§ **Text segment**
+ + +

Make housing great again

make housing great again
“Dodd-Frank Has Imposed Regulatory Costs of $310 Per Household” (infographic from americanactionforum.org)

When President Trump was campaigning, one of his talking points was to “dismantle” Dodd-Frank.  And after a couple of weeks in office, it seems that it’s next on his “to do” list.  While many are already touting the move as controversial and partisan, the reality is that it’s a bipartisan issue.  Even Barney Frank was seen on CNBC this past Sunday admitting that his namesake legislation needs reform (video.cnbc.com/gallery/?video=3000590611).  Reforming Dodd-Frank will make housing great again.

Dodd-Frank is the nickname for Dodd-Frank Wall Street Reform and Consumer Protection Act of 2010.  The purpose, as described in its title, was to “To promote the financial stability of the United States by improving accountability and transparency in the financial system, to end ‘too big to fail’, to protect the American taxpayer by ending bailouts, to protect consumers from abusive financial services practices, and for other purposes.

Dodd-Frank changed the housing industry dramatically.  Besides altering the process of financing and buying homes, critics have claimed that the legislation has also restricted lending.

Dodd-Frank created the Consumer Financial Protection Bureau; which creates and enforces rules and regulations for consumer financial markets.  Besides adding new home buyer and seller disclosures as well as timelines, the “Know Before You Owe” rule changed the home buying process by creating a new level of bureaucracy embedded within the mortgage lending process.

+ + +

§ **Record set**
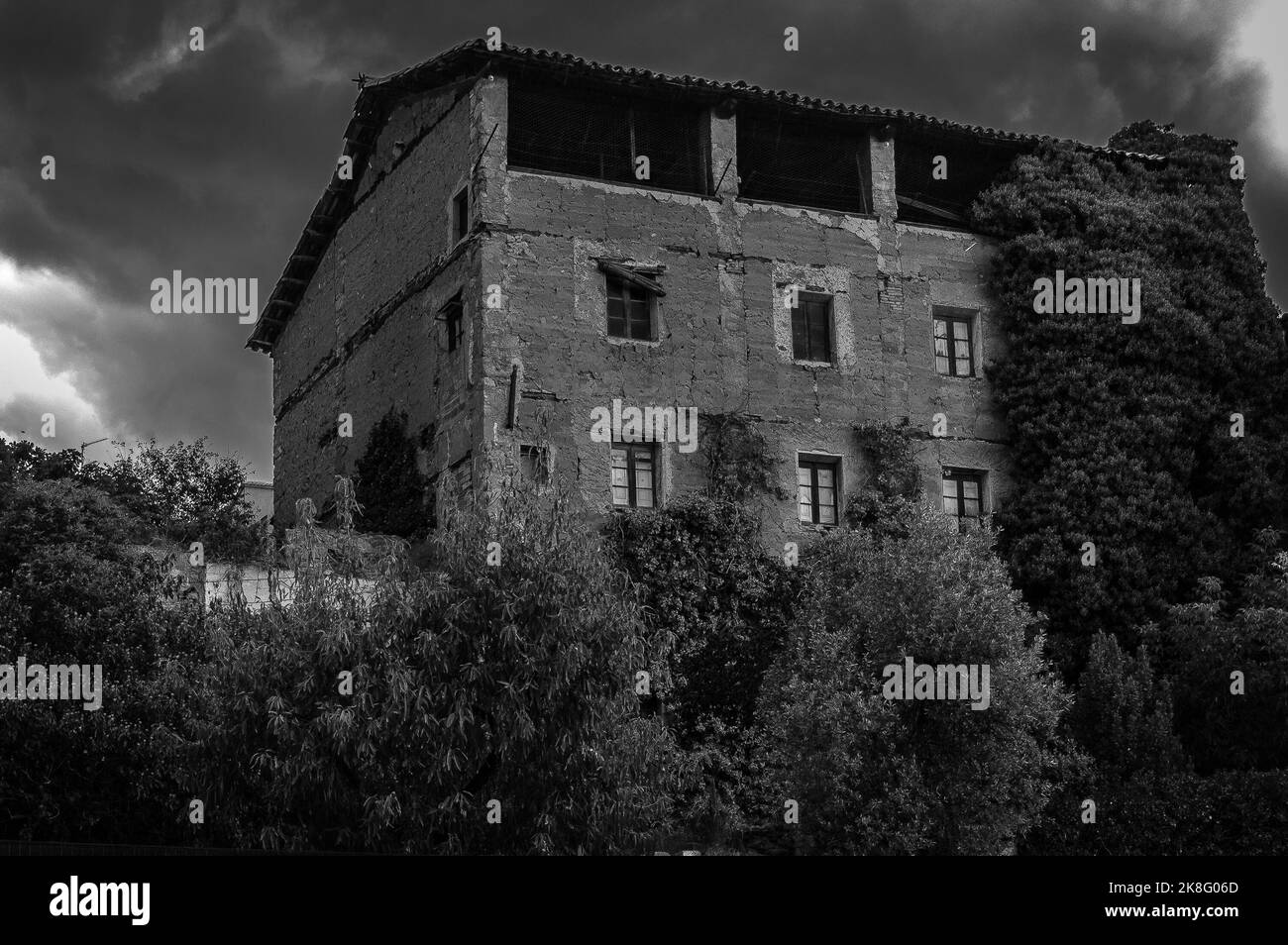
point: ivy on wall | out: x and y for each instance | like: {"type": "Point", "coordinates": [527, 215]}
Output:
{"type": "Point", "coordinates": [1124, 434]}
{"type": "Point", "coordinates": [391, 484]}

+ + +

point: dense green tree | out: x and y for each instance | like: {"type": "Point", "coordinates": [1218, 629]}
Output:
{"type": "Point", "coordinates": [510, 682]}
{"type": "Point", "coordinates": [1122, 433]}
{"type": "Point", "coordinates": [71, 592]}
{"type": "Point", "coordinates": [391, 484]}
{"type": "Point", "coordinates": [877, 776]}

+ + +

§ **Set exercise**
Answer these questions from the Dodd-Frank text above, one answer a line:
1. What regulatory cost per household does the infographic title give?
2. In what year was the Dodd-Frank Wall Street Reform and Consumer Protection Act passed?
3. Which agency did Dodd-Frank create?

§ **Solution to this task**
1. $310 per household.
2. 2010.
3. The Consumer Financial Protection Bureau.